──────── SUPPLIED ENTRIES ────────
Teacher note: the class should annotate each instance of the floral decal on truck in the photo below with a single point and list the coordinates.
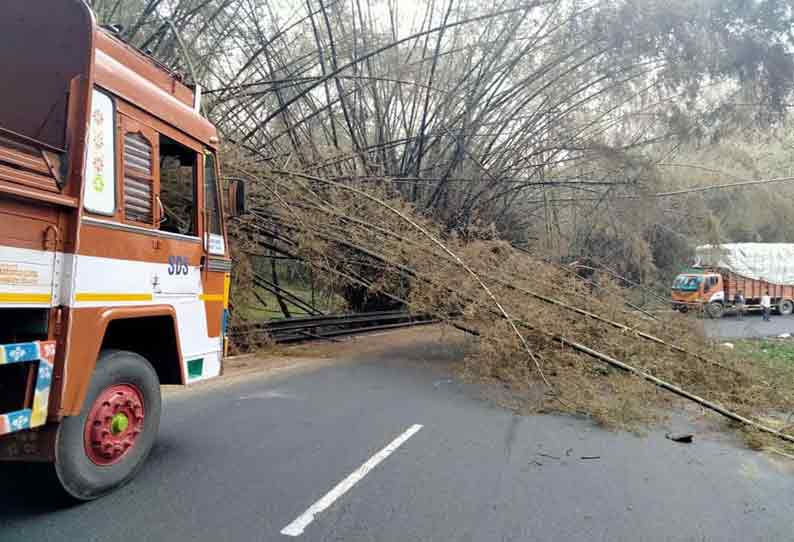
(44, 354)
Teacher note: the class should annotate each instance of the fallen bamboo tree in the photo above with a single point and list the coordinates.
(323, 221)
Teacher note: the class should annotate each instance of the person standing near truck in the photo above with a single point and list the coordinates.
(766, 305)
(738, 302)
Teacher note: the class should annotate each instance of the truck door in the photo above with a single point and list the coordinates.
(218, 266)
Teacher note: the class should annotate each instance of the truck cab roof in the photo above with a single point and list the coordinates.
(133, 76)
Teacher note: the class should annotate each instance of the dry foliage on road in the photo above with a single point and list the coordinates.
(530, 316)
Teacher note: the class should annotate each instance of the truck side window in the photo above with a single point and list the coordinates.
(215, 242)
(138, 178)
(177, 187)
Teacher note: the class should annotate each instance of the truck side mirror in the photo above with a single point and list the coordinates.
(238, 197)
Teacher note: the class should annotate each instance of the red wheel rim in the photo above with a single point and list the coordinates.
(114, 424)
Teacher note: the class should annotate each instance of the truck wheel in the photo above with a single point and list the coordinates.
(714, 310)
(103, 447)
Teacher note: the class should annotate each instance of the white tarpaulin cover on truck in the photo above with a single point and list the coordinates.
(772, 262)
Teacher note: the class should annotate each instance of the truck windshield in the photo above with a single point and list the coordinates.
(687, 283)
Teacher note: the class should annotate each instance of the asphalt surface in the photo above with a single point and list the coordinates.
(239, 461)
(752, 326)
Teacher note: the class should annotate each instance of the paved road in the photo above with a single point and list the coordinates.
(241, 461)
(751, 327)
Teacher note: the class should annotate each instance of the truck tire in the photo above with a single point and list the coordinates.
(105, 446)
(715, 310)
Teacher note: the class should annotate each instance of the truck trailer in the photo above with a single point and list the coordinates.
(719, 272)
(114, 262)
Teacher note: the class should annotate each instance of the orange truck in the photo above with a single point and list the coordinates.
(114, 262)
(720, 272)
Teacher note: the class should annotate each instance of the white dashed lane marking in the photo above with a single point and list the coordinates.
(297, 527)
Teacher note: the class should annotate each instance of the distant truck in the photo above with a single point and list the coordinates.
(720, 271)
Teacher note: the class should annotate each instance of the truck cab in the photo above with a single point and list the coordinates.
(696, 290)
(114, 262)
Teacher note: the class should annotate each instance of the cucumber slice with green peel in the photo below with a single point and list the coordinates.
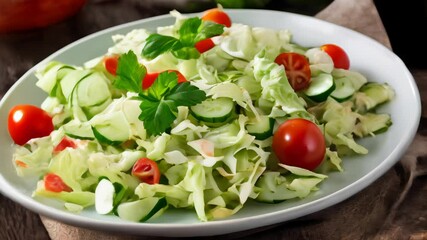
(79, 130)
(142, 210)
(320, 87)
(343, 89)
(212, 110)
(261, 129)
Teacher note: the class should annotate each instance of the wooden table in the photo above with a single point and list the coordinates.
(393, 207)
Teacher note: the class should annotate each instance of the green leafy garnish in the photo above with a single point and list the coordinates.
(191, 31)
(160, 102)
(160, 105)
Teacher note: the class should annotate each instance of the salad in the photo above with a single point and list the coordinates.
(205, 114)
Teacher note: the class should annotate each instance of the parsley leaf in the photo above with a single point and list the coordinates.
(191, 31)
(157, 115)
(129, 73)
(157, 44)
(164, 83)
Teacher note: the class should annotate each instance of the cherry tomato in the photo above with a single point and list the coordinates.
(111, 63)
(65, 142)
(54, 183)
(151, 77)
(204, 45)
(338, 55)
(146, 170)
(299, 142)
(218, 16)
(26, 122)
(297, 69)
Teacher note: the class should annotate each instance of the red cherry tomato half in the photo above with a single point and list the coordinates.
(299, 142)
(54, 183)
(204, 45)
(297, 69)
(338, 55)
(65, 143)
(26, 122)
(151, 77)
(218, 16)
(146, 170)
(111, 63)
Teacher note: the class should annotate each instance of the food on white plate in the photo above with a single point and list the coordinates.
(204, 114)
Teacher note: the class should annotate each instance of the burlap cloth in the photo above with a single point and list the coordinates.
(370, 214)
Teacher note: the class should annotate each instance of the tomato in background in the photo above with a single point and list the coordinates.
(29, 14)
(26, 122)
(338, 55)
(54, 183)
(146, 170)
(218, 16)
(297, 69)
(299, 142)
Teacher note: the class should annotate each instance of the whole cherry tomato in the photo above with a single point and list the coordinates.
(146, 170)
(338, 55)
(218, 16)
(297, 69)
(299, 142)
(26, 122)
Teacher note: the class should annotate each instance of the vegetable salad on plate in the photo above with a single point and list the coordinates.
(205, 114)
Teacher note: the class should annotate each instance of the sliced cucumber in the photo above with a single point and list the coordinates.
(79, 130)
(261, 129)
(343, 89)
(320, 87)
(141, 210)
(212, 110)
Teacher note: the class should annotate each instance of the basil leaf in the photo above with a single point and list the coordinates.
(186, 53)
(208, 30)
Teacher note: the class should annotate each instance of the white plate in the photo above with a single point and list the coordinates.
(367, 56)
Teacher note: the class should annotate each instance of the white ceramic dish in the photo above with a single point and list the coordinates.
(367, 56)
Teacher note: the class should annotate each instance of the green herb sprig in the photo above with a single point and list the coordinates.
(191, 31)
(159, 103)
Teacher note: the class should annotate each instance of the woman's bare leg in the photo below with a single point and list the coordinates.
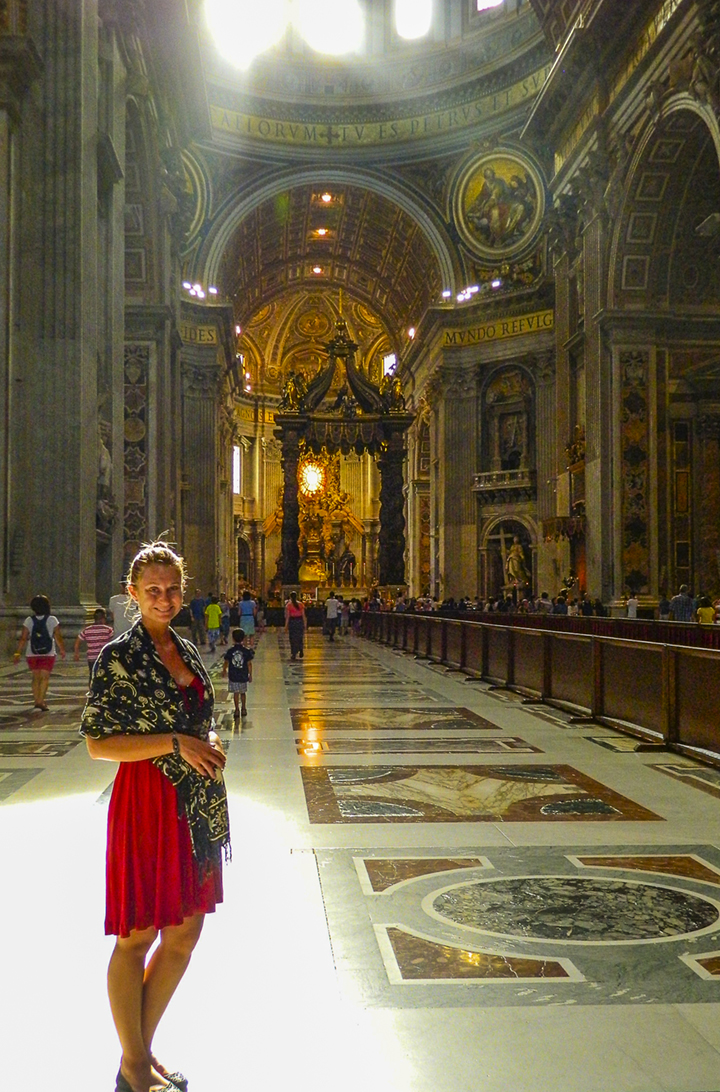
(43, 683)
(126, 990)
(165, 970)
────────
• **WORK TO DO**
Without the pictures, output the full listing exactly as it stands.

• **COMPLETE ANSWER**
Teacher note: the class should annotate each instance of the floral decal on truck in the photo below with a single point and list the coordinates.
(44, 354)
Teacher note: the class should annotate each instance of the fallen bamboo tree in the photo above with a single point and list the coordinates.
(323, 221)
Teacher note: the class should annotate each instance of the person standing near truck in the photo above with a single point and list the coordinates.
(766, 305)
(738, 302)
Teacher note: the class should annotate each instance of the truck door in the photo above with a single point and list the coordinates.
(218, 266)
Teacher note: the class should annotate each instance of the truck cab roof in the photo above with a single point and list the coordinates.
(133, 76)
Teacher note: the class should annotate each instance of the dry foliage on road in the photo above with a single point and list the coordinates.
(530, 316)
Teacher note: the class should annotate each instance of the truck side window in the photo above with a single point and list the coordinates.
(215, 242)
(138, 178)
(177, 187)
Teacher note: the class should annotate each instance of the truck side mirror in the photo above with a single point and list the coordinates.
(238, 197)
Teacher note: the class should annotate each instance of the red wheel rim in the photo above with a single point and list the coordinates.
(114, 424)
Teacher note: the class should annotate each instance of the truck wheel in the photo above with a single point and list the coordinates.
(714, 310)
(103, 447)
Teacher note: the class should annotate each instance of the white tarpaulin cover on truck in the photo above with a single point and list the coordinates.
(772, 262)
Teacher note: the class should annotate each instance of the truck windshield in the photo above with a single point and list the coordinates.
(687, 283)
Teacher note: the class should annotate each instance of the asphalt surface in the photo above with a single point and list the coordinates.
(239, 461)
(752, 326)
Teacher note: the class should annotate each instance of the paved road in the photo above with a single point and list the coordinates.
(241, 461)
(751, 327)
Teacher note: the class should annotate each instance of the truck tire in the photo above with a single point and list the coordinates.
(105, 446)
(715, 310)
Teacher note: the class should annotate each instance of the truck trailer in the photo above with a single point and list the coordinates.
(719, 272)
(114, 262)
Teacher note: the class should annotate each instance of the orange truck in the photo above with a single point and list the coordinates.
(114, 262)
(720, 272)
Teacher note: the class should annotate each instance of the white dashed lane marking in the photo above with a single point and list the coordinates.
(297, 527)
Teacher note: the class should annotate each instance of the distant truck in the photo above with a single point and list the coordinates.
(720, 271)
Teacher note: the class should annotate each instance of the truck cab in the photo above with a single point and list the coordinates.
(696, 290)
(114, 262)
Teacher note: the class should annotate each instance of the cucumber slice with green peel in the photo below with a single point and list the coordinates.
(79, 130)
(142, 210)
(320, 87)
(343, 89)
(212, 110)
(261, 129)
Teacher note: the class should annotate each instance of the wooden table in the photo above with a single point and list the coordinates.
(393, 207)
Teacher note: the class should annotate each instance of the green leafy garnish in the photo above with a single point and list the coordinates.
(191, 31)
(160, 102)
(160, 105)
Teacher note: the class should annotate each instance of the salad in the photo above with a single point and list the coordinates.
(205, 114)
Teacher note: the class should annotate each instance of the parsley leaf in the photo above with a single point and list the coordinates.
(191, 31)
(157, 115)
(129, 73)
(157, 44)
(164, 83)
Teacher note: the class should annotate each instance of the cherry tomato in the photo above with a single point and list the coordinates.
(111, 63)
(65, 142)
(54, 183)
(151, 77)
(204, 45)
(338, 55)
(146, 170)
(299, 142)
(218, 16)
(26, 122)
(297, 69)
Teacher note: the class should annotate each instance of the red cherry tomato half in the photo above with a single point and list the coordinates.
(299, 142)
(54, 183)
(204, 45)
(297, 69)
(338, 55)
(65, 143)
(26, 122)
(151, 77)
(218, 16)
(146, 170)
(111, 63)
Teacher note: the class should annotate each instance of the food on white plate in the photo above with a single point and list the coordinates.
(204, 114)
Teacher note: the class should annotate each instance of the burlap cloth in the photo above with a single point and list the coordinates.
(370, 214)
Teacher note: the class should annotate each instance of the tomato in background in the photo above with a single point and list the coordinates.
(29, 14)
(26, 122)
(338, 55)
(54, 183)
(146, 170)
(218, 16)
(297, 69)
(299, 142)
Teacher note: the class should annotate each instance of the whole cherry tomato in the photo above with a single point and list the coordinates.
(146, 170)
(338, 55)
(218, 16)
(297, 69)
(299, 142)
(26, 122)
Teacher note: the class should annotate each instance of the vegetable salad on plate in the photo above with a single point and list the coordinates.
(205, 114)
Teacher note: the class should annotate each instance of the sliced cucumber in the photo above with a single point and list the coordinates.
(79, 130)
(261, 129)
(343, 89)
(320, 87)
(141, 210)
(212, 110)
Teacher note: the class should annotate each instance of the basil leaf in the photo above with a single point and list the coordinates.
(186, 53)
(208, 30)
Teacher note: the class should annotate each instance of the white plate in the photo above with a single point and list the coordinates.
(367, 56)
Teacher note: the class should annotate each instance of the white ceramic dish in the photo above with a single point and list the coordinates.
(367, 56)
Teacher note: the class should annotate each instance of the green herb sprig in the photo above with a single point and list the coordinates.
(191, 31)
(159, 103)
Teacher note: the class should annotate each instance of the woman's bare leg in the photo below with a single point and list the coordinates.
(43, 683)
(126, 990)
(165, 970)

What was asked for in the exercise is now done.